Data supplied section start
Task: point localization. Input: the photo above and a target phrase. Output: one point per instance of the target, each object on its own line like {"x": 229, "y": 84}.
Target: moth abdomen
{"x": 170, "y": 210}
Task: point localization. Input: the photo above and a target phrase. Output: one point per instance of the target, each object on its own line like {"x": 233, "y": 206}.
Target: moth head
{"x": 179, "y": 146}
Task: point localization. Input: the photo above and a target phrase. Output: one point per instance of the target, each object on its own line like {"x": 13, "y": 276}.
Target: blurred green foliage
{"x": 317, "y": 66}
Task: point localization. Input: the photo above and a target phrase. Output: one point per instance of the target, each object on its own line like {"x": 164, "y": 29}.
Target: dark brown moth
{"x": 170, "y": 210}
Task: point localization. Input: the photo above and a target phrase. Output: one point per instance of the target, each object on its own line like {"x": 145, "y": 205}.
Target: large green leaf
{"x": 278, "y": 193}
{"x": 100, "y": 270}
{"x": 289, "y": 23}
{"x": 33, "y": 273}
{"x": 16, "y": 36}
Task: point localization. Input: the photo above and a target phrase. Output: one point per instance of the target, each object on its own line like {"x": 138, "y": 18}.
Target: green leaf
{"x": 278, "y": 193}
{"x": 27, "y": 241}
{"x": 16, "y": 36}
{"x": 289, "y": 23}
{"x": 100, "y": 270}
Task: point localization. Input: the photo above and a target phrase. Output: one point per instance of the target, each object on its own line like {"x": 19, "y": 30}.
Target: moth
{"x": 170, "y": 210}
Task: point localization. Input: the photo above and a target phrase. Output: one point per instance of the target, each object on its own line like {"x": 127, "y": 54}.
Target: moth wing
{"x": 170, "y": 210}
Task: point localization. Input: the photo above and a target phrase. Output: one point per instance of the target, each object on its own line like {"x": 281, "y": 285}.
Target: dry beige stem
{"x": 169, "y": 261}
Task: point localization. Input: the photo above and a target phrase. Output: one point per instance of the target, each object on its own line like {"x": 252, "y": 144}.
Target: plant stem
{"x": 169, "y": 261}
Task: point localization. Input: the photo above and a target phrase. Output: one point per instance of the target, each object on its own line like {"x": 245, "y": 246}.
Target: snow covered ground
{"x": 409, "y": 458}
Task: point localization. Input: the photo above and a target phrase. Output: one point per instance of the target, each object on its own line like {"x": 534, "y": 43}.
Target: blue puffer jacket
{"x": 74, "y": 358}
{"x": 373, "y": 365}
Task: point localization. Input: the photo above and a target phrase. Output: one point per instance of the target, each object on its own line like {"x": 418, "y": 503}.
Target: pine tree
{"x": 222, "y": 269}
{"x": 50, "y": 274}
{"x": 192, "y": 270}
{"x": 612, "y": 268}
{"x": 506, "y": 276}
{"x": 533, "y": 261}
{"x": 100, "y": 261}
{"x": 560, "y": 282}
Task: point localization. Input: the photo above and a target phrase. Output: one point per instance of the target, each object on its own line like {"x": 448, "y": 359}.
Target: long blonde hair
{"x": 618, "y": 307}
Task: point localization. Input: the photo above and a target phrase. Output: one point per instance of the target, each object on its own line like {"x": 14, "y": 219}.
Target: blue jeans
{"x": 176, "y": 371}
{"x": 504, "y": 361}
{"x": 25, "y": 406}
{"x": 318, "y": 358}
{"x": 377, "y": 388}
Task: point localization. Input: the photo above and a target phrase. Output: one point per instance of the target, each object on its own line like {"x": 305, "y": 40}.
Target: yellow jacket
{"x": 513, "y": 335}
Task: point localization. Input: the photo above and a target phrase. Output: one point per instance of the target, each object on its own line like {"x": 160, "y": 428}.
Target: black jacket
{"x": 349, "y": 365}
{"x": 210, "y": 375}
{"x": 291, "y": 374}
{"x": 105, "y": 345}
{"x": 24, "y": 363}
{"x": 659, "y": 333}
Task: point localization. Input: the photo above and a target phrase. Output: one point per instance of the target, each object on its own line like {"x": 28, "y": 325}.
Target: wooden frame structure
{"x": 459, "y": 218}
Data supplied section end
_Activity_:
Please copy the data above in its entirety, exactly as written.

_Completed task_:
Task: point localization. Input: the photo above and a target phrase. Output: one point per instance of the target, each object on its own line like {"x": 229, "y": 84}.
Target: moth abdomen
{"x": 170, "y": 210}
Task: point localization. Input: the photo above and a target phrase. Output: one point per instance of the target, each object on its own line like {"x": 233, "y": 206}.
Target: moth head
{"x": 179, "y": 146}
Task: point localization. Input: the photo above and a target phrase. Output: one point per instance of the target, each object on its own line like {"x": 13, "y": 276}.
Target: blurred green foliage
{"x": 317, "y": 66}
Task: point localization. Input: the photo above and a target phrase. Output: one point per instance of the target, each object on its own line like {"x": 164, "y": 29}.
Target: dark brown moth
{"x": 170, "y": 210}
Task: point localization. Input: the photo above and a target phrase. Output: one point per instance of the target, each object on its own line like {"x": 145, "y": 205}.
Target: large green leaf
{"x": 278, "y": 193}
{"x": 100, "y": 270}
{"x": 289, "y": 23}
{"x": 33, "y": 273}
{"x": 16, "y": 36}
Task: point localization. Input: the photo above and a target phrase. Output: one point per instance of the target, each object on its own line like {"x": 138, "y": 18}.
Target: green leaf
{"x": 278, "y": 193}
{"x": 27, "y": 241}
{"x": 16, "y": 36}
{"x": 289, "y": 23}
{"x": 100, "y": 270}
Task: point localization. Input: the photo above and a target phrase. Output: one point per instance of the target, each object on its own line like {"x": 19, "y": 30}.
Target: moth
{"x": 170, "y": 210}
Task: point localization. Input: the photo above and a target phrase. Output: one point per instance of the target, each object on its own line like {"x": 127, "y": 54}.
Target: moth wing
{"x": 170, "y": 210}
Task: point localization. Input: the photo above and a target phrase. Output: one point per instance of the target, each object on its own line like {"x": 281, "y": 285}.
Target: dry beige stem
{"x": 169, "y": 261}
Task: point localization. Input: the photo above and a target phrase. Output: one point per instance of the target, each object on its own line like {"x": 252, "y": 144}.
Target: plant stem
{"x": 169, "y": 261}
Task: point localization. Input: the photo above and a target phrase. Output: one point per instance of the target, each object on its own line like {"x": 245, "y": 246}.
Target: snow covered ground
{"x": 409, "y": 458}
Task: point localization. Input: the photo above and a target phrase. Output: one point per instance of the target, each object on its own line like {"x": 534, "y": 43}.
Target: blue puffer jacket
{"x": 74, "y": 358}
{"x": 373, "y": 365}
Task: point localization. Input: the photo above and a target phrase. Output: one point per instance of the target, each object on its own line like {"x": 418, "y": 503}.
Target: pine tree
{"x": 222, "y": 269}
{"x": 50, "y": 274}
{"x": 192, "y": 270}
{"x": 612, "y": 268}
{"x": 506, "y": 276}
{"x": 533, "y": 261}
{"x": 100, "y": 261}
{"x": 560, "y": 282}
Task: point localization. Input: the photo above and a target phrase. Output: one point per instance of the target, each object on its own line like {"x": 448, "y": 359}.
Target: long blonde hair
{"x": 618, "y": 307}
Task: point localization. Input: the photo above and a target phrase. Output: one point per instance of the target, each object on its own line like {"x": 14, "y": 219}.
Target: blue jeans
{"x": 176, "y": 371}
{"x": 504, "y": 361}
{"x": 25, "y": 406}
{"x": 318, "y": 358}
{"x": 377, "y": 388}
Task: point localization. Input: the photo above and a target phrase. Output: one point per instance of the target, each object on its own line like {"x": 305, "y": 40}.
Target: yellow jacket
{"x": 513, "y": 335}
Task: point localization. Input: the photo above and a target phrase. Output: one point per instance of the target, each object on its own line like {"x": 160, "y": 428}.
Target: black jacket
{"x": 349, "y": 365}
{"x": 210, "y": 375}
{"x": 291, "y": 374}
{"x": 105, "y": 345}
{"x": 24, "y": 363}
{"x": 659, "y": 333}
Task: point localization. Input: the photo above and a target phrase. Output: one point per instance of the target, each object on its own line like {"x": 28, "y": 325}.
Target: wooden frame structure
{"x": 459, "y": 218}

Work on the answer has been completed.